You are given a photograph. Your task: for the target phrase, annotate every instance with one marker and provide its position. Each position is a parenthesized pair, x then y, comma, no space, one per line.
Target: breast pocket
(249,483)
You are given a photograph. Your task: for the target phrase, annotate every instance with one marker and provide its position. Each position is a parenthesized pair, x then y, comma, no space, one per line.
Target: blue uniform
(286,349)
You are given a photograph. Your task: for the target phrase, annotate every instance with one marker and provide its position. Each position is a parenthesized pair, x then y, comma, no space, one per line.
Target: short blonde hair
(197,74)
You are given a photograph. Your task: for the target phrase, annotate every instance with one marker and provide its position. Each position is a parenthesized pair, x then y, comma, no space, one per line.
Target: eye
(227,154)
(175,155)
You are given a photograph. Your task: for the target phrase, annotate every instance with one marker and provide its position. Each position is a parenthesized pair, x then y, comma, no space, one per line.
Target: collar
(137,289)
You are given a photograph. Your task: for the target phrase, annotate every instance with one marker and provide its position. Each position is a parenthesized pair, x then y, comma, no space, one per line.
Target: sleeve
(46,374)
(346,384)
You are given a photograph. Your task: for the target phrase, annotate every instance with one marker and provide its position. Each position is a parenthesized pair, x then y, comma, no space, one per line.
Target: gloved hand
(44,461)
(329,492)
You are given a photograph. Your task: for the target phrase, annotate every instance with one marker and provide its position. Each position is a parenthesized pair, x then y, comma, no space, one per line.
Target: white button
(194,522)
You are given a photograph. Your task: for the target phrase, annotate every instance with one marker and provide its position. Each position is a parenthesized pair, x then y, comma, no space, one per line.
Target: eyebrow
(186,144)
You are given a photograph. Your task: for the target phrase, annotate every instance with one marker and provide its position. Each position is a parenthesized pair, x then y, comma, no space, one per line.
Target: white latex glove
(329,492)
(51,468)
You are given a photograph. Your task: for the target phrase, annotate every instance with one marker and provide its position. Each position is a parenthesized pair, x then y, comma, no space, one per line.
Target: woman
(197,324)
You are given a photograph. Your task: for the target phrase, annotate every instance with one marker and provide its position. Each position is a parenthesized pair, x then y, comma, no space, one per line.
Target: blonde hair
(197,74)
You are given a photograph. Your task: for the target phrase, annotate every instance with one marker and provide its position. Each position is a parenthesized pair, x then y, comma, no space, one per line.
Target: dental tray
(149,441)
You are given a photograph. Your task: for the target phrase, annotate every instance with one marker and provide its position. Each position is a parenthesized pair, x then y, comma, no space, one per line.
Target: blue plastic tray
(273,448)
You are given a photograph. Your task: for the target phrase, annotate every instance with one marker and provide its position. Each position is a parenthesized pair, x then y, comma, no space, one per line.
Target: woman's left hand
#####
• _What this task involves_: From the first line to the last, transcribe the data exactly.

• _Task result_:
You are given a photograph. Your task: for the target phrase, annotate every instance with one marker and provide its position. Each position is a parenthesized pair, x then y, comma, no space, one per line.
Target: breast pocket
(249,483)
You are given a photograph. Your task: for the target phrase, annotate every instance with one marker and provide its position. Each position is a parenthesized pair, x then y, comma, no space, one per line.
Target: blue uniform
(286,349)
You are given a photograph. Your task: for the target phrase, annotate every instance with one marker and provide its position. Each position is a parenthesized pair, x then y, comma, no space, one per line.
Target: short blonde hair
(197,74)
You are given a photograph. Your task: for the target phrase, annotate every instance with one marker and provide its position. Each position is a parenthesized pair, x then y, comma, no space, one per line.
Target: eye
(227,154)
(175,155)
You are given a photograph. Your task: for the target phrase, annotate every instance with one marker and provide its position. Each position is a parenthesized pair, x then y, comma, no space, one per line.
Target: collar
(137,289)
You are given a photograph. Your task: for the target phrase, annotate every instance with one marker and provide its position. Each position is a parenthesized pair, x then y, comma, no space, one per line.
Target: sleeve
(46,374)
(346,384)
You are given a photograph. Your task: for the target phrase, annotate every instance with one marker and provide its position. Each position is a parenthesized pair, x then y, comma, no space, one per line.
Target: gloved hand
(44,461)
(329,492)
You are given a photograph. Your task: for the target phrase, annotate every instance with one marker and provide its position. Each position is a parenthesized pair, x then y, comma, no space, one per line.
Target: white button
(194,522)
You are given a photograph. Your task: for the target phrase, annotate every instance with one marker and provide its position. Each position is a parenthesized pair, x then y, comma, no space, one per line.
Target: eyebrow
(186,144)
You are given a photograph. Your task: for the target phrase, annotate every instance with one marker and provide its position. Each position is a parenthesized pair, x then y, comma, no space, one per line.
Target: white latex glove
(329,492)
(51,468)
You are given a photograph. Your task: for the target phrase, annotate every instance with one marker and provide its position. Each position is a parenthesized pair, x then y, comma, no space, one per line.
Target: woman
(197,324)
You are given a photograph. Your task: for the target phrase, annotate every instance with one marker and provide its position. Each position is a parenthesized pair, x then y, comma, no space, one per line.
Target: blonde hair
(197,74)
You are given a photograph. Your task: for the target phrase, annotate every instance with one marker and provide its position. Each position is a parenthesized pair, x then y, comma, no space, one per line.
Target: dental tray
(149,441)
You are given a photograph. Your task: for the target phrase, annotate every instance with one marker and provide its position. Each position is a parenthesized pair, x then y, comma, no space, one per line.
Target: blue plastic tray
(273,448)
You are given a photograph. Your task: for the target phrase, annotate every instance with one marker and provide its position. Each position is a parenthesized pair, x then y, comma, no space, one per line.
Target: woman's left hand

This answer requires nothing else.